Can you copy the listing below line for line, without changing a single word?
<<<<
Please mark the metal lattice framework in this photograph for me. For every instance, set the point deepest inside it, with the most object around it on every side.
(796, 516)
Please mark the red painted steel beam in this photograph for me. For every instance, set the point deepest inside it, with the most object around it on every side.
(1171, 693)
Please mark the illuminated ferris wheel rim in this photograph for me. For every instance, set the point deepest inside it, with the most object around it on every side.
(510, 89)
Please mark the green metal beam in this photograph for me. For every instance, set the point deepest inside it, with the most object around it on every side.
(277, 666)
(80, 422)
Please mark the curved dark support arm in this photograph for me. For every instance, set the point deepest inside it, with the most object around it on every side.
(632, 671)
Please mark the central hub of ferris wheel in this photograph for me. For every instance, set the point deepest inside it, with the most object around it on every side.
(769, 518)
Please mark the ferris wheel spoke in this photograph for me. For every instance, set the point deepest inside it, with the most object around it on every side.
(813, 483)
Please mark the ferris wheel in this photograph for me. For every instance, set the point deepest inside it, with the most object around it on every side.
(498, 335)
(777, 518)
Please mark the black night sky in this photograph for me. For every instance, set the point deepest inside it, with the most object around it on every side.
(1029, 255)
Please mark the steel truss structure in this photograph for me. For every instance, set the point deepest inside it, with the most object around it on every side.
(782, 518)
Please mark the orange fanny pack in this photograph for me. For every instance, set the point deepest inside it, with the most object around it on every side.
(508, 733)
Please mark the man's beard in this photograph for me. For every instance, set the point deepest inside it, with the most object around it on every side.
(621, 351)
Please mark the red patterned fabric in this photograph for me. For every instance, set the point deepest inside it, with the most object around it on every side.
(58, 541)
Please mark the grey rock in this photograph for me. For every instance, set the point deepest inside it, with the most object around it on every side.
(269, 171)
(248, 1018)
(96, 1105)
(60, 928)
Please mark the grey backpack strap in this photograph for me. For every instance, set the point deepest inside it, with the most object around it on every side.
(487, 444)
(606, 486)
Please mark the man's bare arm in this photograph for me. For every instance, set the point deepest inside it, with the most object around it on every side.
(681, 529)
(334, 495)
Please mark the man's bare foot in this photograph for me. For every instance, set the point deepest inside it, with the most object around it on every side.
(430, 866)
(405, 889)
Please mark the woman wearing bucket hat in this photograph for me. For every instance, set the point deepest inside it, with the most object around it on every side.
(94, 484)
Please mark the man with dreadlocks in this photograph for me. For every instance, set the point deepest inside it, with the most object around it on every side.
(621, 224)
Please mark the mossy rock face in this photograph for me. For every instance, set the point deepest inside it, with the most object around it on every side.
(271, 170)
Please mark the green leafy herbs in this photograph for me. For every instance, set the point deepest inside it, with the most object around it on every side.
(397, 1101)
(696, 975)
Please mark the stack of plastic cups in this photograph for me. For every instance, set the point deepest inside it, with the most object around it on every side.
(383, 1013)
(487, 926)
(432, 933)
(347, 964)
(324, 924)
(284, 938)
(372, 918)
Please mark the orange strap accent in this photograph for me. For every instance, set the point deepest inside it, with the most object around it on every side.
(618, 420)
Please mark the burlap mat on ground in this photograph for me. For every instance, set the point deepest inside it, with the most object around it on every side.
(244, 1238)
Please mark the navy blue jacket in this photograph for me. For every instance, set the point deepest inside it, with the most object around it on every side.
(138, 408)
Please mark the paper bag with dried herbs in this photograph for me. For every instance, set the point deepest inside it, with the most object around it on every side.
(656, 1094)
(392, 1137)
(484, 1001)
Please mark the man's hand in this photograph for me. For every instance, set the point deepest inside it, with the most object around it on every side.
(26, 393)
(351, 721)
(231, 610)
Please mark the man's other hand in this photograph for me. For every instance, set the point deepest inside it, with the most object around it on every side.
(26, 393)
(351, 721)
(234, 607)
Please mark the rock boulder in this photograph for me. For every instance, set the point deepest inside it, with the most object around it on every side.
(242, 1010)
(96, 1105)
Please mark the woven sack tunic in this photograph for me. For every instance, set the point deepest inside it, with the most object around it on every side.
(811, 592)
>>>>
• _THE OUTPUT_
Please mark the metal lattice framework in this photograph for me. For every instance, set the point deepest inside it, with the most object around it on every side.
(796, 516)
Please mark the red painted steel beam in this photograph for me. For every instance, set the point deepest inside it, with the most object around it on every side.
(1171, 693)
Please mark the illuminated ferris wheel rim in this photograph for me. For every instance, set the point deepest inside it, with the most object around it on every side.
(510, 89)
Please mark the green metal beam in this photograph for me. For every instance, set the point deepest inside it, with the most object around it on every side.
(277, 666)
(80, 422)
Please mark the curved dark support arm in this photograph for me. For every instance, set the point deepest inside it, with the most object around it on every side.
(632, 671)
Please mark the central hub of ferris wheel in this photograph for me. For every instance, set the point deepest inside it, with the most object around it on every side.
(769, 518)
Please mark the ferris wheel spoke in this photograph for me. For every instance, set the point deepest inside it, with the most object around it on every side.
(813, 483)
Please mark the ferris wheel in this photograph for me. For every instance, set the point deepest inside it, with the most object around it on every side.
(498, 335)
(777, 518)
Please mark the black night sky in this photograph for me. For every instance, set the point deepest inside it, with the most object around it on every side.
(1029, 255)
Please mark the steel truss structure in this photograph for me. For every instance, set the point deepest inside it, with the most object around it on every side.
(782, 518)
Please mark the orange fanny pack in this photograph for me. For every instance, set the point deepest inside it, with the most object around it on every side.
(508, 733)
Please mark the man's beard in this photograph for me. For every instance, set the point deepest inside it, with the most object around it on every side.
(621, 351)
Please mark the red patterned fabric in this photograph for me. For every instance, set the point deepest inside it, with the most object around it on every side.
(58, 541)
Please mark the grey rock in this photograph for me. For every instance, set the point deepest inside it, with the most object around it on every side.
(269, 171)
(248, 1018)
(96, 1105)
(60, 928)
Please mark the grey backpack strap in this photograph for me. For every instance, set the point deepest inside it, with the most object around it on every side.
(487, 444)
(606, 486)
Please mark the man's bare arm in this photograph for me. For every instance, set the point deepest inside it, with the most object around it on every side.
(681, 529)
(334, 495)
Please mark the man's bare foot in this photograph for me. For every instance, set the point deepest inside it, with the most object around it on every side.
(430, 866)
(405, 889)
Please mark the woman wearing bucket hat in this photograph for me. For every instance, set the point deepest inside it, with the most object around it on every side.
(94, 484)
Please mark the man with dreadlocks in this photograph for me. For every instance, set the point deepest inside it, with the most object around it on every side.
(621, 224)
Please mark the mossy rock face in this photograph for me. For every instance, set the point deepest inside it, with the most object around it on every side.
(271, 170)
Please mark the green leafy herbs in this photograph for me. For every instance, set the point deepest inside it, with the most object around it on every side.
(397, 1101)
(696, 975)
Please mark the stack of plastic cups in this photograph for me. For every instance, set the point deepest inside it, with the most object around it on every side.
(383, 1013)
(487, 926)
(432, 933)
(347, 964)
(324, 924)
(284, 938)
(372, 918)
Please mark the orange strap accent in this photograph for me. For every instance, set the point deepest inside it, with the most object around it on every side.
(618, 420)
Please mark the burlap mat on ground in this photograph for me. For every instance, set the point deepest inside it, with the most object around it on every side.
(244, 1238)
Please mark the navy blue jacket in this photograph for me. For every instance, set the point deepest inside it, with the most object around it on every side.
(138, 408)
Please mark the paper bag with dried herbs in this photograph for me. For every instance, set the point deepest inside it, with the most object around it on every side.
(656, 1094)
(392, 1137)
(484, 1001)
Please mark the man's hand in this photograph for me. For every instance, set the point deepest inside it, with the most object around it on every side.
(26, 393)
(351, 721)
(231, 610)
Please mark the man's other hand in this photograph for me. For every instance, set the point deepest inside it, with the most object around it on every side.
(26, 393)
(351, 721)
(234, 607)
Please mark the rock boulder in this photograph for me. For every instance, set the point deepest inside it, with the most object around it on every side.
(242, 1010)
(96, 1105)
Please mark the woven sack tunic in this photograph for me. For every instance, set the point deepest inside it, with the most object around it on every side.
(811, 592)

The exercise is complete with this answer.